● Material for this task
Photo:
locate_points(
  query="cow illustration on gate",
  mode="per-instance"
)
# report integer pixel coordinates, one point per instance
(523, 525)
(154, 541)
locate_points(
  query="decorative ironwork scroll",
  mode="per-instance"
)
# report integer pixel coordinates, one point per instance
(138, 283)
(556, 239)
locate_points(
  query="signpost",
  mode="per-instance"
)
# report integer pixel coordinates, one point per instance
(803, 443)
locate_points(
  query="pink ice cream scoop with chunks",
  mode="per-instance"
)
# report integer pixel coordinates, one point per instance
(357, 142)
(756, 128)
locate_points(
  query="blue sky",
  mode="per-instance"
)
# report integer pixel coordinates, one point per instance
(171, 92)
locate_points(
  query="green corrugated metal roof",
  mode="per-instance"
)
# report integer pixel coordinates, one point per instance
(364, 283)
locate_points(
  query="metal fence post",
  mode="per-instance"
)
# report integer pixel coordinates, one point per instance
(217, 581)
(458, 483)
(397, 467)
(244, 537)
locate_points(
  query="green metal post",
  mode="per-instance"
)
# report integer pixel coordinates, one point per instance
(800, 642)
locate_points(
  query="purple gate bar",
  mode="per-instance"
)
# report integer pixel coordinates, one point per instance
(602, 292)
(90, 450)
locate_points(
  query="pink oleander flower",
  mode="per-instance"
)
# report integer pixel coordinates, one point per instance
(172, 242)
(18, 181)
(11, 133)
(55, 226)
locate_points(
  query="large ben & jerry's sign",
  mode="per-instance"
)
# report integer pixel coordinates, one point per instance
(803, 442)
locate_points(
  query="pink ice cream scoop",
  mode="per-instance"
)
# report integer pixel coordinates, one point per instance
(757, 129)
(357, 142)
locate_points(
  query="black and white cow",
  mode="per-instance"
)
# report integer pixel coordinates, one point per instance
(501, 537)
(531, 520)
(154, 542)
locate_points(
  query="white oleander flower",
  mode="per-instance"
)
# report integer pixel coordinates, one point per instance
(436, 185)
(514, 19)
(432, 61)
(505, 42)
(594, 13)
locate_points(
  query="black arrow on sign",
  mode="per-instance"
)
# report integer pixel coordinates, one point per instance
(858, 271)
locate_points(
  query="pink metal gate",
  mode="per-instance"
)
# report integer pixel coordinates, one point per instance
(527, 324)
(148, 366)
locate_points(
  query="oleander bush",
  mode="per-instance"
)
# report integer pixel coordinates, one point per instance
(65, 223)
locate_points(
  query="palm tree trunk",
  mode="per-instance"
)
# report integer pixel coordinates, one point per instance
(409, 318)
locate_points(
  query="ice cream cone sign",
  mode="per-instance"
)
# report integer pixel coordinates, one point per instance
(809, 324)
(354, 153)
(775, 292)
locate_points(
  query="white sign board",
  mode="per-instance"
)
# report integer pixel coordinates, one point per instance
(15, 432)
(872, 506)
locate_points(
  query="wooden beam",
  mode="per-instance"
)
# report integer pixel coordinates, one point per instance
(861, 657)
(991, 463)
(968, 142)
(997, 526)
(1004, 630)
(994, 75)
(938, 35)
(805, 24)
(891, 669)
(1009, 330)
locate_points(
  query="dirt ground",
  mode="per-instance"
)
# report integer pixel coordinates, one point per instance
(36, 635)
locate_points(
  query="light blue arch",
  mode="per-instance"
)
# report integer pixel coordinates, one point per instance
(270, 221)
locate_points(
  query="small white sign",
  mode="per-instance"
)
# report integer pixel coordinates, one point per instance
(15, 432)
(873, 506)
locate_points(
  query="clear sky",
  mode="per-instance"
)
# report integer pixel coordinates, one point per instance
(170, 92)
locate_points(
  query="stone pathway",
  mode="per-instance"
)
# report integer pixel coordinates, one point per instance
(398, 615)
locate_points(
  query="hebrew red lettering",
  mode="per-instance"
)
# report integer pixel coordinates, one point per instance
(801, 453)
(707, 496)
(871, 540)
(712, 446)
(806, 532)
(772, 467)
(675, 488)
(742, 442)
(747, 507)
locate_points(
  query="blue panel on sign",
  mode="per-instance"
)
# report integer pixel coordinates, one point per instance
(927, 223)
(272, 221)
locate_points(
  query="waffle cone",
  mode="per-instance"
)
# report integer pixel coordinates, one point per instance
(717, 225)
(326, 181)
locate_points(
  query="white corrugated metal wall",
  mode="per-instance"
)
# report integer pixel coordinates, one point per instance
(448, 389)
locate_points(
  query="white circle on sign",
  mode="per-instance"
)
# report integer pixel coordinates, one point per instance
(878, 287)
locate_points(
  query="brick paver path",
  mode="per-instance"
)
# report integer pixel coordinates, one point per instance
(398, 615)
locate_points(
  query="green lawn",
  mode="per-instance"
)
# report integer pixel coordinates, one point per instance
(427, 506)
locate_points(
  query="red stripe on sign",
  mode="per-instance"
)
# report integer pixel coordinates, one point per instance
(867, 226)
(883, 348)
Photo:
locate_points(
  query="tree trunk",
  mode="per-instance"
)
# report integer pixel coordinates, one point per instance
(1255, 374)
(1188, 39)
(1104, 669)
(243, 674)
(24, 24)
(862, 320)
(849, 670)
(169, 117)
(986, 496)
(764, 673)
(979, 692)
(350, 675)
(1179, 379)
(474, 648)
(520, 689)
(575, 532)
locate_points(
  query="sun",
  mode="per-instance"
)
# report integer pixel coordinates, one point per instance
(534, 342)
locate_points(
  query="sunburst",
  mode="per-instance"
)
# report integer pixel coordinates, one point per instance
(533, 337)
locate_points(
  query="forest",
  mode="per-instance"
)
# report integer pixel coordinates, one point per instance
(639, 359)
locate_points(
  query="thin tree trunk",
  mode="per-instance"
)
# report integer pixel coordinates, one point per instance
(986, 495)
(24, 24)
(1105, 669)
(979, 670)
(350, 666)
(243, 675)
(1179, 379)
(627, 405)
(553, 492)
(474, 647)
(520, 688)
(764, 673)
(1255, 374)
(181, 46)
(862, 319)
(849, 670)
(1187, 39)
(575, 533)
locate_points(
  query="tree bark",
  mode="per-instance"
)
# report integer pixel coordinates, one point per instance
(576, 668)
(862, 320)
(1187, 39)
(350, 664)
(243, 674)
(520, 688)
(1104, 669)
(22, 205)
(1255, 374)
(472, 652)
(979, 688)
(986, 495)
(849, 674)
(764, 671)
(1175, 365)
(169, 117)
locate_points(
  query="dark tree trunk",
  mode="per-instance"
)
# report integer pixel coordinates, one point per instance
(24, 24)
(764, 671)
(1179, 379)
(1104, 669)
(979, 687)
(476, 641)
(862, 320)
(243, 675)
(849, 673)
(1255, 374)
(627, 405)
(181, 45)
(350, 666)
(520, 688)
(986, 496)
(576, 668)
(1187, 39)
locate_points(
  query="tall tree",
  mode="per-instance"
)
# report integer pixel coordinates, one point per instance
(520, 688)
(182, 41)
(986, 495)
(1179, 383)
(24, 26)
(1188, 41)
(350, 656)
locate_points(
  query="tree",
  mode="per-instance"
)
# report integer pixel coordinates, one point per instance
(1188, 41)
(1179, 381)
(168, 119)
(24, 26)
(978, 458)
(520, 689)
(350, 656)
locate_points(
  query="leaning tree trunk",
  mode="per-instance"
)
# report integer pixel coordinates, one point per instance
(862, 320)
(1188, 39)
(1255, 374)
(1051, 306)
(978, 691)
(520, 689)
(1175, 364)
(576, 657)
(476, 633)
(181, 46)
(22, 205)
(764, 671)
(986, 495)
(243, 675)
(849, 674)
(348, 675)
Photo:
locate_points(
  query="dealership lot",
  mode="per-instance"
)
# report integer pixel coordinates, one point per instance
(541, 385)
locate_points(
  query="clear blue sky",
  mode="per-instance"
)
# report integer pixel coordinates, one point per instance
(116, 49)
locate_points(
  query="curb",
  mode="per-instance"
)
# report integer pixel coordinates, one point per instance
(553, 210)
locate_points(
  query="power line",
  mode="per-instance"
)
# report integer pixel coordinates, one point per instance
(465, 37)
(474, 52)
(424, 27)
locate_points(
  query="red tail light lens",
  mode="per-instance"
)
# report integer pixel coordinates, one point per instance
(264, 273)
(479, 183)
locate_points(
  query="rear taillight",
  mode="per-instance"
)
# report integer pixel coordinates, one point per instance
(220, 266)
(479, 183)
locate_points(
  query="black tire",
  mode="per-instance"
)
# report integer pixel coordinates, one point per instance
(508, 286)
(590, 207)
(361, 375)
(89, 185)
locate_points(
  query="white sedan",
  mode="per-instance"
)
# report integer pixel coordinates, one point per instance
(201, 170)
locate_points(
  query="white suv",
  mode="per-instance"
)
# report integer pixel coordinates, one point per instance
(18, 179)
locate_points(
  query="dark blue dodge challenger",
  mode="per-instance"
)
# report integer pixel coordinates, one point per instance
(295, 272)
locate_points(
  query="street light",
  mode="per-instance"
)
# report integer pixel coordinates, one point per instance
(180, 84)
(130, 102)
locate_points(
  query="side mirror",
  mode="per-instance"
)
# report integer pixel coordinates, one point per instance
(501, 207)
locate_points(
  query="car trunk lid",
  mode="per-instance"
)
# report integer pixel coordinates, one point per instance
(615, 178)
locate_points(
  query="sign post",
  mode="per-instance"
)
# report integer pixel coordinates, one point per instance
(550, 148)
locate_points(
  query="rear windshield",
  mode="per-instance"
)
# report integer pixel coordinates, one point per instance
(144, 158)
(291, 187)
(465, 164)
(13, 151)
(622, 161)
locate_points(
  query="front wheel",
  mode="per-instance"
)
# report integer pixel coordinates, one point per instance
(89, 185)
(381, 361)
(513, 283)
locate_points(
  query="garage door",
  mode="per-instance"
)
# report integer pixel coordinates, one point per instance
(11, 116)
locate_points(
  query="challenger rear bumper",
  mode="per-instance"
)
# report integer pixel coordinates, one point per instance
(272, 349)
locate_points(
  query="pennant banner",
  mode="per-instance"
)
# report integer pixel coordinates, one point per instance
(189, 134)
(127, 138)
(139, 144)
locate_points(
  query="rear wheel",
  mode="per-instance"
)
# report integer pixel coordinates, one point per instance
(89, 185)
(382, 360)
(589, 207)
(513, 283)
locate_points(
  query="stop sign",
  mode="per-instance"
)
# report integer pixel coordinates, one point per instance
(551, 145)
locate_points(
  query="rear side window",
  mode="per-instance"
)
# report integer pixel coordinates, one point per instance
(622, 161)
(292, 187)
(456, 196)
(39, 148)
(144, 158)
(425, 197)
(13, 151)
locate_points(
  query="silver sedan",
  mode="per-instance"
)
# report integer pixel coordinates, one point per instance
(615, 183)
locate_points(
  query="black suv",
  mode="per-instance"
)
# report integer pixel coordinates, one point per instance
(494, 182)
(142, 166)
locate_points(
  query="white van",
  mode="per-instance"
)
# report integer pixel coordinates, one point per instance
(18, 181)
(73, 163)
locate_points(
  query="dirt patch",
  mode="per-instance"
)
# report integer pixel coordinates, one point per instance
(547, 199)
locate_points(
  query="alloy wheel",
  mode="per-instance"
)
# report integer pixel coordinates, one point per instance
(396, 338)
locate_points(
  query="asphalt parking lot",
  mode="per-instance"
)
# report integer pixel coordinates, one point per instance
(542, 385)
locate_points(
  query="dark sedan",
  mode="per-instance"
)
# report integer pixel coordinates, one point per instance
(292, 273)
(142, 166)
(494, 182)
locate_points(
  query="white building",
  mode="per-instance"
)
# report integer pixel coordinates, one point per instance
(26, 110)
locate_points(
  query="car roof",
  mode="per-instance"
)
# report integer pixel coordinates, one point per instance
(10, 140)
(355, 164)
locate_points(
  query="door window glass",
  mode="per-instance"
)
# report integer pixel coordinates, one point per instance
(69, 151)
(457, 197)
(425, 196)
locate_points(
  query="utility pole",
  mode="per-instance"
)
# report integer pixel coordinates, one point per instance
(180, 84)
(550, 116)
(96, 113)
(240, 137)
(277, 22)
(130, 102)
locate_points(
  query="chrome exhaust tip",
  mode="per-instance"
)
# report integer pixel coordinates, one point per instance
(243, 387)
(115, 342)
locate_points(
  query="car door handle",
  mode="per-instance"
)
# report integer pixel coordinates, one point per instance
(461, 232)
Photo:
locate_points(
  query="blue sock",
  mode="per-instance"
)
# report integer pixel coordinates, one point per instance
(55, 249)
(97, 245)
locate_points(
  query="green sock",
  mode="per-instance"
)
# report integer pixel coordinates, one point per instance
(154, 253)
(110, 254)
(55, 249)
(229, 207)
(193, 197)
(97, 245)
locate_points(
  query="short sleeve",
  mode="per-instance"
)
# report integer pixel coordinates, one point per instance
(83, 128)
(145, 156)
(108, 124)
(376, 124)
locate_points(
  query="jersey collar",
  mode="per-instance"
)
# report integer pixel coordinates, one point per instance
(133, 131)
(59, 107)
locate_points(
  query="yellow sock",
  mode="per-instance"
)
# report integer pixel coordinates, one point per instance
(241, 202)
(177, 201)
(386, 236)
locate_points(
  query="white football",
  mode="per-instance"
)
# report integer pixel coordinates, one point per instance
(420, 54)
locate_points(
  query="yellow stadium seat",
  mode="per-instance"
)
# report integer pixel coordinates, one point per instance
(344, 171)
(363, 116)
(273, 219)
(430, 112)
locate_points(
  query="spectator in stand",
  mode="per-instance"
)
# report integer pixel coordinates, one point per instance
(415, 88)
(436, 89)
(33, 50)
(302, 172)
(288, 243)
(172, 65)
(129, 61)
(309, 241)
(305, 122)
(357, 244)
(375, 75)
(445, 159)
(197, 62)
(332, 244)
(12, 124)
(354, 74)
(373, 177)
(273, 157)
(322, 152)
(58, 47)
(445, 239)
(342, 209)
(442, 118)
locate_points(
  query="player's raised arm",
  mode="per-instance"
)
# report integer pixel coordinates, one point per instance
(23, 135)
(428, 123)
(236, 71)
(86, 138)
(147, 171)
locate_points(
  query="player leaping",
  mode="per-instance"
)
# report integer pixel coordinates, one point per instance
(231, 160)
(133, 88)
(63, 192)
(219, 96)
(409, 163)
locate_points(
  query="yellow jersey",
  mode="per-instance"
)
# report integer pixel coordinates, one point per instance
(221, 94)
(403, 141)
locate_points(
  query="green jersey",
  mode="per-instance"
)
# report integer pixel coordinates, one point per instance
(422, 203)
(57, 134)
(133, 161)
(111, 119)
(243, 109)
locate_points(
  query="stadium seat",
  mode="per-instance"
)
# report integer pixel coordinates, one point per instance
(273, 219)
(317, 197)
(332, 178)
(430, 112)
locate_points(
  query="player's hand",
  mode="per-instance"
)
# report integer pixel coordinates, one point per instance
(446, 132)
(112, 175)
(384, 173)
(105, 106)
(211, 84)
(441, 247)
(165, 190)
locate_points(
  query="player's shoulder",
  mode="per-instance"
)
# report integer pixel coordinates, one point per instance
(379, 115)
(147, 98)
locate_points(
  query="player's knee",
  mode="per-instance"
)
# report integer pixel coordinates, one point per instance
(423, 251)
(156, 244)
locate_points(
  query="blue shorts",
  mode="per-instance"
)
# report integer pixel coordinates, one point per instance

● Exercise
The required answer is each line of the entries containing the string "white".

● Solution to the problem
  query="black and white cow",
  query="white oleander flower",
  query="white sign board",
  query="small white sign",
  query="white corrugated metal wall",
  query="white circle on sign",
  query="white sedan",
  query="white suv",
  query="white van",
  query="white building",
  query="white football",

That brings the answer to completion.